* **TASK TO COMPLETE**
Exact copies are required of the lines from the line containing "drawn like (128,565)." through the final line of the listing, both included, and of no other lines.

===============

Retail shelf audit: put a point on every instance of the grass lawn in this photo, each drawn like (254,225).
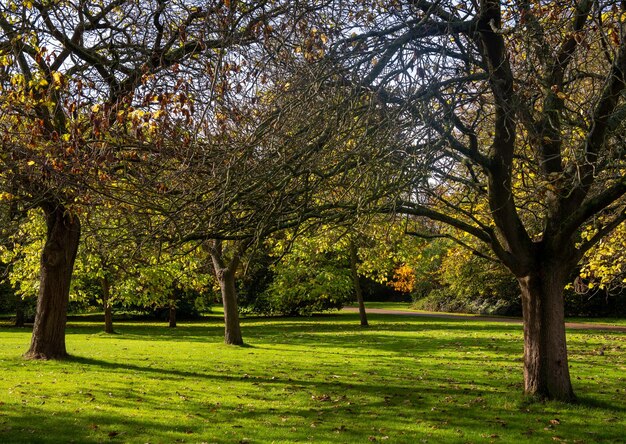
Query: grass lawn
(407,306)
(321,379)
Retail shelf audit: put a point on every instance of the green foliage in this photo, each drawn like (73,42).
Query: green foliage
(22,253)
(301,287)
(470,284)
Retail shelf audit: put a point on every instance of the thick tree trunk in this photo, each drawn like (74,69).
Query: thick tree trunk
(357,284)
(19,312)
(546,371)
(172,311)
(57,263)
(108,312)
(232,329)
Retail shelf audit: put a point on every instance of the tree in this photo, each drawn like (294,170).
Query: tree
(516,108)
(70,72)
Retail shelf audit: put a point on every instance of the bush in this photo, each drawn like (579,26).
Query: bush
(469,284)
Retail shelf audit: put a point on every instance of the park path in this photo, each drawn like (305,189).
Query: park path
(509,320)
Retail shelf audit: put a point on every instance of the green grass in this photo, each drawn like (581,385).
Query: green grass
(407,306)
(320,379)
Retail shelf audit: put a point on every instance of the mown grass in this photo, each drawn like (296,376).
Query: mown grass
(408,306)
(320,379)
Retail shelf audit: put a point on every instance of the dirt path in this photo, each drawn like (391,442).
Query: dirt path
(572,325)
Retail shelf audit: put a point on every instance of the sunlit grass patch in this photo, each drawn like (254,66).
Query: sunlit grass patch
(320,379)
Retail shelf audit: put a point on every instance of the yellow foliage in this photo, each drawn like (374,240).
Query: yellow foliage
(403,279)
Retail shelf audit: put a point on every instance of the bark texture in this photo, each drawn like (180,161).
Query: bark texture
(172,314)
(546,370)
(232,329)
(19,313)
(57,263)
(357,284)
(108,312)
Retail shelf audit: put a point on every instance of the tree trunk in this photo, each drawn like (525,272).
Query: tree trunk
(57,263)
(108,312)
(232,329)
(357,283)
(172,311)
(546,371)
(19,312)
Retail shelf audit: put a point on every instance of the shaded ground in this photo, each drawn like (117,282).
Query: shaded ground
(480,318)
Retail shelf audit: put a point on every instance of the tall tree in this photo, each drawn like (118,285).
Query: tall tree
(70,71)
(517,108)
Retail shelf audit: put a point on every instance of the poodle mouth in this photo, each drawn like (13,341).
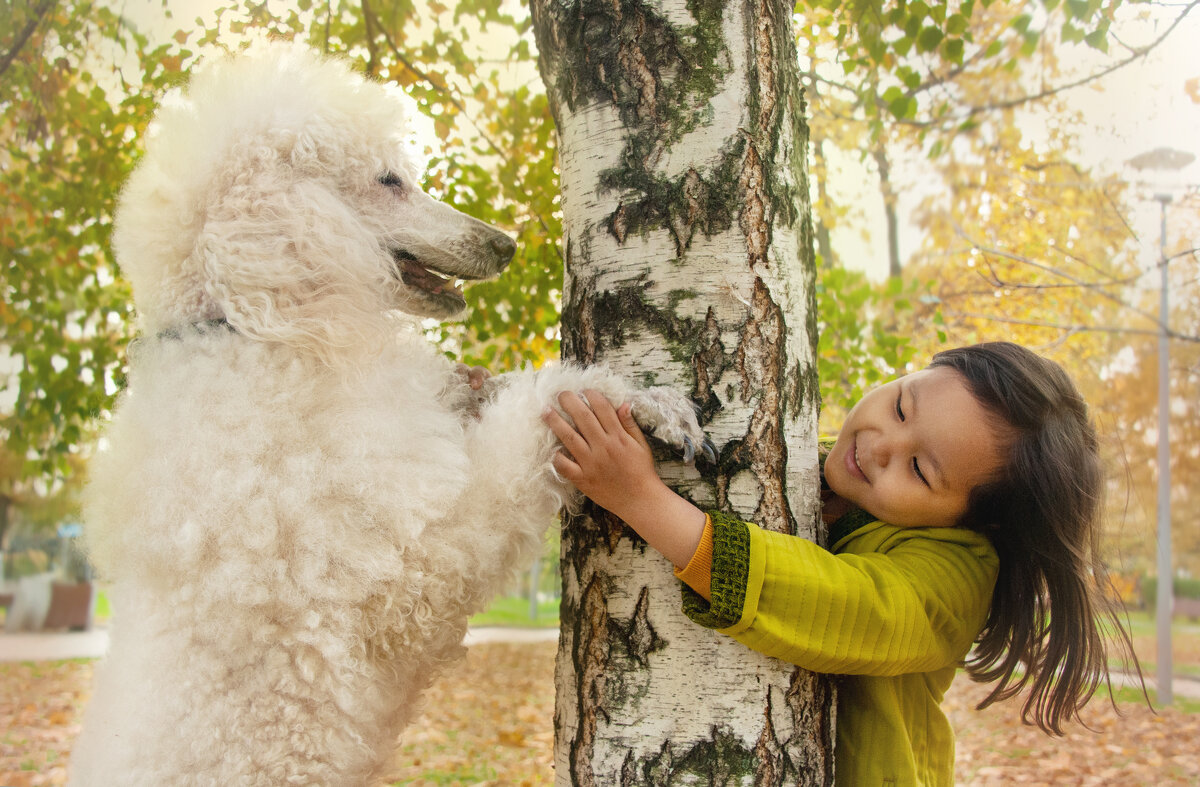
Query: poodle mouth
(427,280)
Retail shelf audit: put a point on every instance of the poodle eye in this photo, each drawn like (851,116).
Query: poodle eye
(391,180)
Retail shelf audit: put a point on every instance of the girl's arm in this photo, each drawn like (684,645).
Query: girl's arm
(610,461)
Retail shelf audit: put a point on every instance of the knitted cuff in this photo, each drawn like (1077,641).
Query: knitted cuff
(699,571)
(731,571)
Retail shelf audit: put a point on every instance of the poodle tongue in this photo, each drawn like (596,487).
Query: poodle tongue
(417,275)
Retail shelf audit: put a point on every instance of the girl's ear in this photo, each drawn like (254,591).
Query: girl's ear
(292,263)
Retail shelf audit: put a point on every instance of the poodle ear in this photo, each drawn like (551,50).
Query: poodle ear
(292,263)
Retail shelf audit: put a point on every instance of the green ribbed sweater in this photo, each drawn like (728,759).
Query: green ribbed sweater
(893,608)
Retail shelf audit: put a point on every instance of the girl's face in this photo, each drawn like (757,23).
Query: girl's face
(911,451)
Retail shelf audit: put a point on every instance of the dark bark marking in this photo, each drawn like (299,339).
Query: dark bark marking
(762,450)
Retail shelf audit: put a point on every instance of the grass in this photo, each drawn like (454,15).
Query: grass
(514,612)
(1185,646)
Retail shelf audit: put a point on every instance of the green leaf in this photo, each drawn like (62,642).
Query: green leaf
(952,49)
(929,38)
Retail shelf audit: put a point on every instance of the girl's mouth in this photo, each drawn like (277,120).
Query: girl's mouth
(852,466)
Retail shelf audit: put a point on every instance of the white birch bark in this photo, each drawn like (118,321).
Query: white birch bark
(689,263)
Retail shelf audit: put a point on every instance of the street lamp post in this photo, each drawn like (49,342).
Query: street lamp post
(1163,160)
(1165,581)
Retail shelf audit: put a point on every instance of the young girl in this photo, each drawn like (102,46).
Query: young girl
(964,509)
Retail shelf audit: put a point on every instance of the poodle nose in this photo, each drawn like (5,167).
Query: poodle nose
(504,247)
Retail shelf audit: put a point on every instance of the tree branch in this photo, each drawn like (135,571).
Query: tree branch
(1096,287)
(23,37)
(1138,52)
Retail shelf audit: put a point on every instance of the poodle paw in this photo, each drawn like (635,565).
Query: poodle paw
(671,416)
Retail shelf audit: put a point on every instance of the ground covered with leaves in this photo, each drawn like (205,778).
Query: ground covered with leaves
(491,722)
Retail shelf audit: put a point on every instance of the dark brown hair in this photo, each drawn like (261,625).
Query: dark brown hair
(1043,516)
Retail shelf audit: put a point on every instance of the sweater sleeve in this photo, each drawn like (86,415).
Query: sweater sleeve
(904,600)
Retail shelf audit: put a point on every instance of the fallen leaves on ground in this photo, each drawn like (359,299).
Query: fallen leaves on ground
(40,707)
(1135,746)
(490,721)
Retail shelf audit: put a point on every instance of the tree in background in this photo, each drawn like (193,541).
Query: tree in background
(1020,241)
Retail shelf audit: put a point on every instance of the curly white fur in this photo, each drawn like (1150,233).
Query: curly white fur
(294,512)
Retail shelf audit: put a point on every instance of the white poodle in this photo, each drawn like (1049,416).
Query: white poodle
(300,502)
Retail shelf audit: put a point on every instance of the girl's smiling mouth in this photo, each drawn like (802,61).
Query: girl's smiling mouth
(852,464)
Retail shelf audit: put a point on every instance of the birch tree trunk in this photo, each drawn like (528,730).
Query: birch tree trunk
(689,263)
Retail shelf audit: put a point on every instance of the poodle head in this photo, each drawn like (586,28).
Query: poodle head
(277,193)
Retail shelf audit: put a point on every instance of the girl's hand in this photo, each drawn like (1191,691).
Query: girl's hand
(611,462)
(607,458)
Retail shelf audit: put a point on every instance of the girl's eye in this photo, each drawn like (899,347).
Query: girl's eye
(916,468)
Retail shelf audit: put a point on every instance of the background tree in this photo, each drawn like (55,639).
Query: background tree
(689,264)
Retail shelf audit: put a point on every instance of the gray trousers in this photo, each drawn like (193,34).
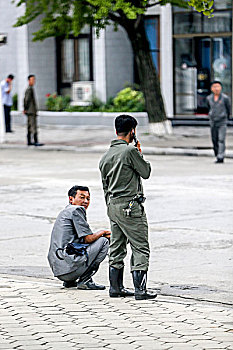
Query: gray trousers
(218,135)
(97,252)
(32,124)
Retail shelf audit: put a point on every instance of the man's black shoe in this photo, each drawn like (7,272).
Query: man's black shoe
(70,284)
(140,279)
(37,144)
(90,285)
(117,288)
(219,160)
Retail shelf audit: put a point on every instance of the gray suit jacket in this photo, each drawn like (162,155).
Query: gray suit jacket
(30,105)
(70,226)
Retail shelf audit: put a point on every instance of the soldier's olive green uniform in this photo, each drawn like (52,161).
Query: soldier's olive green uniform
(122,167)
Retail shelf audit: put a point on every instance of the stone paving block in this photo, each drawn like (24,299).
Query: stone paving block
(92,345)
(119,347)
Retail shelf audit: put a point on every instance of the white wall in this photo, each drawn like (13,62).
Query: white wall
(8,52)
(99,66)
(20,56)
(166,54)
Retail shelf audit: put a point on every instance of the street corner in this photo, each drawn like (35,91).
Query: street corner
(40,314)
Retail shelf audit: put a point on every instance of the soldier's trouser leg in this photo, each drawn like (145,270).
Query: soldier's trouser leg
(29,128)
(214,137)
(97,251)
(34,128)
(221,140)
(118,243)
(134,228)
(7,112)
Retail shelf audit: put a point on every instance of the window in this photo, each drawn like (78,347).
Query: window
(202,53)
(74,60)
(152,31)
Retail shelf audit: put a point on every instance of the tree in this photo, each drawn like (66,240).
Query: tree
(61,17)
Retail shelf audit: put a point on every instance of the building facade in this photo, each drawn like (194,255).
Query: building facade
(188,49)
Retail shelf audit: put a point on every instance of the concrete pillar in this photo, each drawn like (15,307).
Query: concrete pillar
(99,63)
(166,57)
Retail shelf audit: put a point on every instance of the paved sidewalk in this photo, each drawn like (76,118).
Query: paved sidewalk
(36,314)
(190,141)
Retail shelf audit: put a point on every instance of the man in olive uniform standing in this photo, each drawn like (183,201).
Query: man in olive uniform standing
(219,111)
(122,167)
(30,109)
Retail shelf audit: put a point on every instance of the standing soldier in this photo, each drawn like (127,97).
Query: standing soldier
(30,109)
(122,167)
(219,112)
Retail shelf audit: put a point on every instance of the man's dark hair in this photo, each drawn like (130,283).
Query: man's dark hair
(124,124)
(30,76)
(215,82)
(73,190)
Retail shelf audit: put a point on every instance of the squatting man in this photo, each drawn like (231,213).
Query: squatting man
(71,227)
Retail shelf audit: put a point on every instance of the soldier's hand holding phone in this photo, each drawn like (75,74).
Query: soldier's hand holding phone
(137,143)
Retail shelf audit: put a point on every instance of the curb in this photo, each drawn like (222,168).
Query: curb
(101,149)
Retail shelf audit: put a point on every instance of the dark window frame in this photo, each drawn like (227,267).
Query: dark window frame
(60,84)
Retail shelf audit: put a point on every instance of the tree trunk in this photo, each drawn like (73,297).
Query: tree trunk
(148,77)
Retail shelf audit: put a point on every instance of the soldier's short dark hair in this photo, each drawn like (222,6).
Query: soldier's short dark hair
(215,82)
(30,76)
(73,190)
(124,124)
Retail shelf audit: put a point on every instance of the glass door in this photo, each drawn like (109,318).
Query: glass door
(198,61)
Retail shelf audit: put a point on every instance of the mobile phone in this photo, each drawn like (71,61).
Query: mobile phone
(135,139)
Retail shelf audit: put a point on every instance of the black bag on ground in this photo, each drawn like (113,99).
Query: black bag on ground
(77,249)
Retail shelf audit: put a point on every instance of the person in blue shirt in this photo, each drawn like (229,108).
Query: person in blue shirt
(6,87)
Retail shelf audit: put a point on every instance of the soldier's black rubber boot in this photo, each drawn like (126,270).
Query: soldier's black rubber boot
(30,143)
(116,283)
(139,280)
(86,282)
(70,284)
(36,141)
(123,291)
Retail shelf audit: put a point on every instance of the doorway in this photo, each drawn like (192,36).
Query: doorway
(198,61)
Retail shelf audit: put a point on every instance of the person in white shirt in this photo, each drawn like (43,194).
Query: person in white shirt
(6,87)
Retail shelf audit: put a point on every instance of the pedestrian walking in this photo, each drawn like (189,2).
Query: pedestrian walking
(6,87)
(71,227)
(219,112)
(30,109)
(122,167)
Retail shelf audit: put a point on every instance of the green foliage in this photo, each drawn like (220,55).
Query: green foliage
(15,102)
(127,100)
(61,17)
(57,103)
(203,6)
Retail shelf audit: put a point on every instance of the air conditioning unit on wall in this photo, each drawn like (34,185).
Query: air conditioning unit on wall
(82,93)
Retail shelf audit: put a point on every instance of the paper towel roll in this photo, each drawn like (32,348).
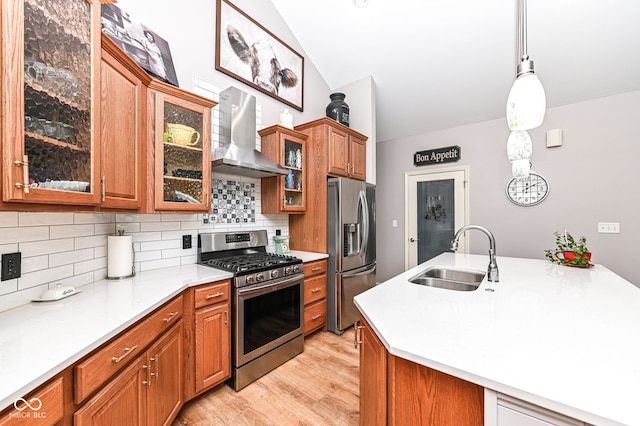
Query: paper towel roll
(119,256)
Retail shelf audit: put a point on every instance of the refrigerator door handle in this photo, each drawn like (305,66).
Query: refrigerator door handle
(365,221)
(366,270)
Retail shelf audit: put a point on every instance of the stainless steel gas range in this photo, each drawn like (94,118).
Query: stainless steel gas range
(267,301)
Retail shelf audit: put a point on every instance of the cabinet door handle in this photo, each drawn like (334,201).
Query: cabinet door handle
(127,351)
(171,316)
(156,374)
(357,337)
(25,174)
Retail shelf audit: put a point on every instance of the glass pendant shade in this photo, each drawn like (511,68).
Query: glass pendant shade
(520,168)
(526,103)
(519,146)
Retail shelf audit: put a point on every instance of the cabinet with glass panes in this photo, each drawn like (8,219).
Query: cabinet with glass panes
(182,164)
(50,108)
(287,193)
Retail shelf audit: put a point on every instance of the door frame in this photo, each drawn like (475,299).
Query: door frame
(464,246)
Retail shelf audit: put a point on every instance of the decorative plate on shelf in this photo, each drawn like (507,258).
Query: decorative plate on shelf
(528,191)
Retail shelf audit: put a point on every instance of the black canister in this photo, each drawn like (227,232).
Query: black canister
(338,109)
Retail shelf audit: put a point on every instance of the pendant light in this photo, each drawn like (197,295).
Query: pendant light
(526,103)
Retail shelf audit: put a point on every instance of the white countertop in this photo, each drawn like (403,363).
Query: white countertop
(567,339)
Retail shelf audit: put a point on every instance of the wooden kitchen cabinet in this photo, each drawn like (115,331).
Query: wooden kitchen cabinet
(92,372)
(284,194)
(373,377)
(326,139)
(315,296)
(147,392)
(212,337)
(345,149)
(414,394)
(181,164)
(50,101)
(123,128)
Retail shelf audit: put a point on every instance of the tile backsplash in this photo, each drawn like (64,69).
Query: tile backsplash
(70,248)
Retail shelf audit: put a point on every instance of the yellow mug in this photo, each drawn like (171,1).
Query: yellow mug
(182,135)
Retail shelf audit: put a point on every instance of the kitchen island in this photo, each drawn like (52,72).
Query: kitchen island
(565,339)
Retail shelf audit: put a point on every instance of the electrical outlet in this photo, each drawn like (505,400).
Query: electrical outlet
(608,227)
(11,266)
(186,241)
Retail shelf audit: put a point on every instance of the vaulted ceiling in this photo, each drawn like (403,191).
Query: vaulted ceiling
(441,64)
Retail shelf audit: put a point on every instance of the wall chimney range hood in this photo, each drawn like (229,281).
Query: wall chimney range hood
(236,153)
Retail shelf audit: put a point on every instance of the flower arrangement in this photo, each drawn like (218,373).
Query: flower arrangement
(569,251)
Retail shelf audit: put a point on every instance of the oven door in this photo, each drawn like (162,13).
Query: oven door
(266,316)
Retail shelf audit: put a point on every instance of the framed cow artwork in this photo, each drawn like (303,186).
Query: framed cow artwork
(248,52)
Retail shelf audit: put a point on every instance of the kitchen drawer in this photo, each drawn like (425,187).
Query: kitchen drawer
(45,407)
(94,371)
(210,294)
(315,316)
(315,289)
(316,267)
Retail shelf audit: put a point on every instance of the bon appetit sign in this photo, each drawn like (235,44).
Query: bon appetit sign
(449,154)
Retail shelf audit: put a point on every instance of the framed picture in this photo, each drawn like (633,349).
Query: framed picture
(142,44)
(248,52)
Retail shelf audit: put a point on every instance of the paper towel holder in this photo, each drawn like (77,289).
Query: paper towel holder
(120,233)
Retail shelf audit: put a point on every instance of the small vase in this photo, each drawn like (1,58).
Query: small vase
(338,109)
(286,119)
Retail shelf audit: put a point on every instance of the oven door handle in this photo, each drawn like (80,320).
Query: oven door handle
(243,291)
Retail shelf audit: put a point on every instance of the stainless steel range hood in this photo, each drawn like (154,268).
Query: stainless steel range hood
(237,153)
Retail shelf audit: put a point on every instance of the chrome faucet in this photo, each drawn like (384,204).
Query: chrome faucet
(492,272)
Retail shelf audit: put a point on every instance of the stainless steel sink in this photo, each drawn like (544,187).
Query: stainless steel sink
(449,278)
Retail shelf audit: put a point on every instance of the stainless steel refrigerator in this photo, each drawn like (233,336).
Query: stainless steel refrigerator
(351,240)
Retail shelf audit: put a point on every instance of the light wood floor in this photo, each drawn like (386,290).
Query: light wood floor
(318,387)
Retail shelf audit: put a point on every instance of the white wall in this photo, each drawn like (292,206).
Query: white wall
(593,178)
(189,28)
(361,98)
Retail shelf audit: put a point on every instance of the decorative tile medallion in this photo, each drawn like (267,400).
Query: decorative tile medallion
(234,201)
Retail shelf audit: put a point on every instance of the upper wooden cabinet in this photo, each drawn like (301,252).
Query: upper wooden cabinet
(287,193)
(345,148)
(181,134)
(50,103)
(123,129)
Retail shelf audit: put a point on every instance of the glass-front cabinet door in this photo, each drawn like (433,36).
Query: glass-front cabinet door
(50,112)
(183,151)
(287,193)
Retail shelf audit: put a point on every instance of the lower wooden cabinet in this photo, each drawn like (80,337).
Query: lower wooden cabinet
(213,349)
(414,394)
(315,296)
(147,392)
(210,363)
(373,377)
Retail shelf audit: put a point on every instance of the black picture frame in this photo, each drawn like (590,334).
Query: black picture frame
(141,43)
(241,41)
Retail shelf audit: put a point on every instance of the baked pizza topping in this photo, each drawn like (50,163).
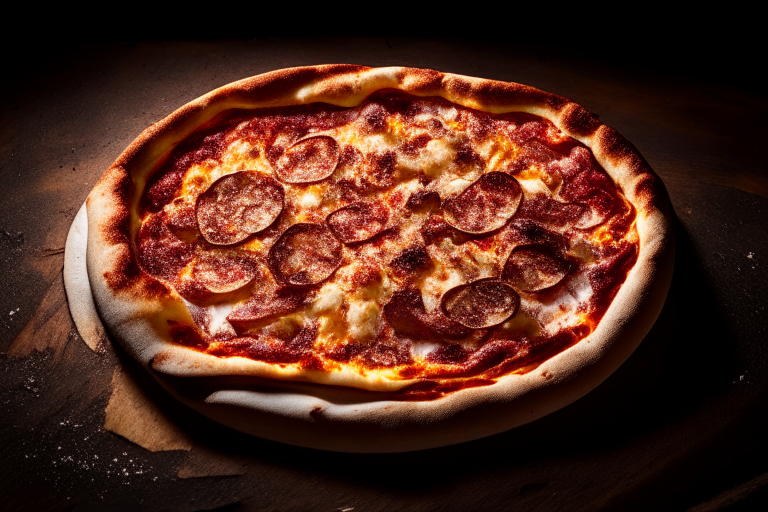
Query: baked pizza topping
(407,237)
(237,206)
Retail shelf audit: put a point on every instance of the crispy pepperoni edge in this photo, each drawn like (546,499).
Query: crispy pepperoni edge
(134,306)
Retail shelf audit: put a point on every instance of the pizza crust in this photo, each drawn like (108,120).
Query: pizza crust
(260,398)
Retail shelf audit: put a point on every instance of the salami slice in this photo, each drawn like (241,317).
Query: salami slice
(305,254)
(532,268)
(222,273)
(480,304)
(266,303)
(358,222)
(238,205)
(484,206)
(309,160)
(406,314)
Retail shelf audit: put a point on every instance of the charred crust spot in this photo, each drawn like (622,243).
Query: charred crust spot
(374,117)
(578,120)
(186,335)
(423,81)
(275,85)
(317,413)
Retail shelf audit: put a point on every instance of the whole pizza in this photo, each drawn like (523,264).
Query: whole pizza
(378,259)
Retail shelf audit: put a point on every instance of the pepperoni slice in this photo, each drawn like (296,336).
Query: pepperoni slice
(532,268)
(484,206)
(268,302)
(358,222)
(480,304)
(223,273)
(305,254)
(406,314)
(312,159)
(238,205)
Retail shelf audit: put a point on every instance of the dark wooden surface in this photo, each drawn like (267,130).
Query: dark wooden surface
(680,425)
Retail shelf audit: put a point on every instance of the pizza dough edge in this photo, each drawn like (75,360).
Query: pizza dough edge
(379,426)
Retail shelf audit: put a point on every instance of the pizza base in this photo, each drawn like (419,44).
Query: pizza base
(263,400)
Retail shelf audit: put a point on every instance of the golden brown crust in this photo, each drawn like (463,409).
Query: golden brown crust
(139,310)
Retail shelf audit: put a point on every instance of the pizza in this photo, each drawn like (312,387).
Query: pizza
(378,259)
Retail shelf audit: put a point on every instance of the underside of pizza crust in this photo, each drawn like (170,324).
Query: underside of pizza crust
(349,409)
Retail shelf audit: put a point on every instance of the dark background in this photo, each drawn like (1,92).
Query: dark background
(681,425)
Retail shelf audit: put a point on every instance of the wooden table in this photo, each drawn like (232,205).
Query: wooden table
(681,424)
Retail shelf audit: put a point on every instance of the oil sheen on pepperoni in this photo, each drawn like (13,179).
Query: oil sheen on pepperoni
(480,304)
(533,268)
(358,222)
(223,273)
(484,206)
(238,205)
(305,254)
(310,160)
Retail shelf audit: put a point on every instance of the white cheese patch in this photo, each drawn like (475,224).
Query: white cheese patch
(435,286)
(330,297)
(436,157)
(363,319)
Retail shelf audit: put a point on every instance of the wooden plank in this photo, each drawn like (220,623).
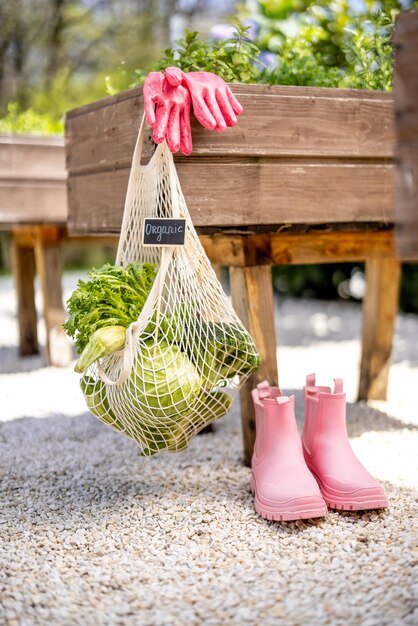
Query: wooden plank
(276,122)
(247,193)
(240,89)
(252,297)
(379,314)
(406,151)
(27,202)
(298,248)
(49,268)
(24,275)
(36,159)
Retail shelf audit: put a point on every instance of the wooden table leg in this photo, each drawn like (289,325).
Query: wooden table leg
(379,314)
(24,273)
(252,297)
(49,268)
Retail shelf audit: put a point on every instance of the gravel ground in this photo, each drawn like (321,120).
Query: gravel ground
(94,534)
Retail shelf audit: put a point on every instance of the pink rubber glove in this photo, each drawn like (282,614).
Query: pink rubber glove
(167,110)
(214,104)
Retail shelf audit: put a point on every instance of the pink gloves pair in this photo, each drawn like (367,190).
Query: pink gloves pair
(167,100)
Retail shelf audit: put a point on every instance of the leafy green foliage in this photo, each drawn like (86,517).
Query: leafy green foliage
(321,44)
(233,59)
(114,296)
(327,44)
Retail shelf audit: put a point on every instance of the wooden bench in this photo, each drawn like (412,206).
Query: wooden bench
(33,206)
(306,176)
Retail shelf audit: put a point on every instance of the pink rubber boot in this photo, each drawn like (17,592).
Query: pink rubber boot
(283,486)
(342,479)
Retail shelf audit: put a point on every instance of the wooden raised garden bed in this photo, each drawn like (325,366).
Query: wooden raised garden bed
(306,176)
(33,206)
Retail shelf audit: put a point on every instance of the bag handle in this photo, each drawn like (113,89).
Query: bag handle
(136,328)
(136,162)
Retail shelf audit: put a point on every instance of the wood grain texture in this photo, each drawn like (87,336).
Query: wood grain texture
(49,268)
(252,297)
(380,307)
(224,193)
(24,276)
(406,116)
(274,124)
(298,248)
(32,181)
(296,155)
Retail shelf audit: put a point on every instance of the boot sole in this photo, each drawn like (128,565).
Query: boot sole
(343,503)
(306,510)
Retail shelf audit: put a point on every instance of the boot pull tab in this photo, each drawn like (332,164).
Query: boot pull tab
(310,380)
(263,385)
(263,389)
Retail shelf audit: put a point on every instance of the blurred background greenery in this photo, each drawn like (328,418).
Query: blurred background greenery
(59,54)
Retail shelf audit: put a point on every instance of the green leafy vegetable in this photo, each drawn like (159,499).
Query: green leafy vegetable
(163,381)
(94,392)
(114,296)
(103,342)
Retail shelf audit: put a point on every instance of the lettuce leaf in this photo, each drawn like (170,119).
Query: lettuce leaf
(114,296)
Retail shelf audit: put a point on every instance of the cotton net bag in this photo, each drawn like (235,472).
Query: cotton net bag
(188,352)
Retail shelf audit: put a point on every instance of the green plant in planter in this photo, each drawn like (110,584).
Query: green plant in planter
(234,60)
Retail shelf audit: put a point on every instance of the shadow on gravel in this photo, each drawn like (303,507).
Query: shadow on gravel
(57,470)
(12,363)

===============

* **RESPONSE TO THIS TASK**
Retail shelf audit: put a point on every instance of the boot sole in this photo, each drawn like (128,565).
Query: boot sole
(343,503)
(306,510)
Retail shelf audit: put a point on every instance of the boot pull tab in this photo, each drawn like (332,164).
Query: boot pull tab
(310,380)
(263,385)
(263,389)
Retail shelf audit: put a point on every instance of the blurred background greenery in this photo, each drawn like (328,418).
Query: blurred background greenery
(59,54)
Retail shelf audit: put a point on every instance of the green leafy vegetable in this photo, each drawn like (159,499).
Query: green leafy vegetable
(163,381)
(94,392)
(114,296)
(103,342)
Retail shelf audit: put a point on every instance of the lettuce leaf in this photo, each drawn like (170,119).
Query: lettuce leaf
(114,296)
Retail shelf audit: put a point on every instance of the cotton net bag in this photo, each drawn like (235,472).
Query: cotton net bag
(188,352)
Retail shelf audit: put a point on every instance of the green plant in planter in this photo, each drawn like (110,584).
Query: green plant in planter
(234,60)
Retail shelf audit: put a point on every instance of the shadow on gravel in this photo, each drawn like (303,507).
Query: shadow on gravel
(57,470)
(12,363)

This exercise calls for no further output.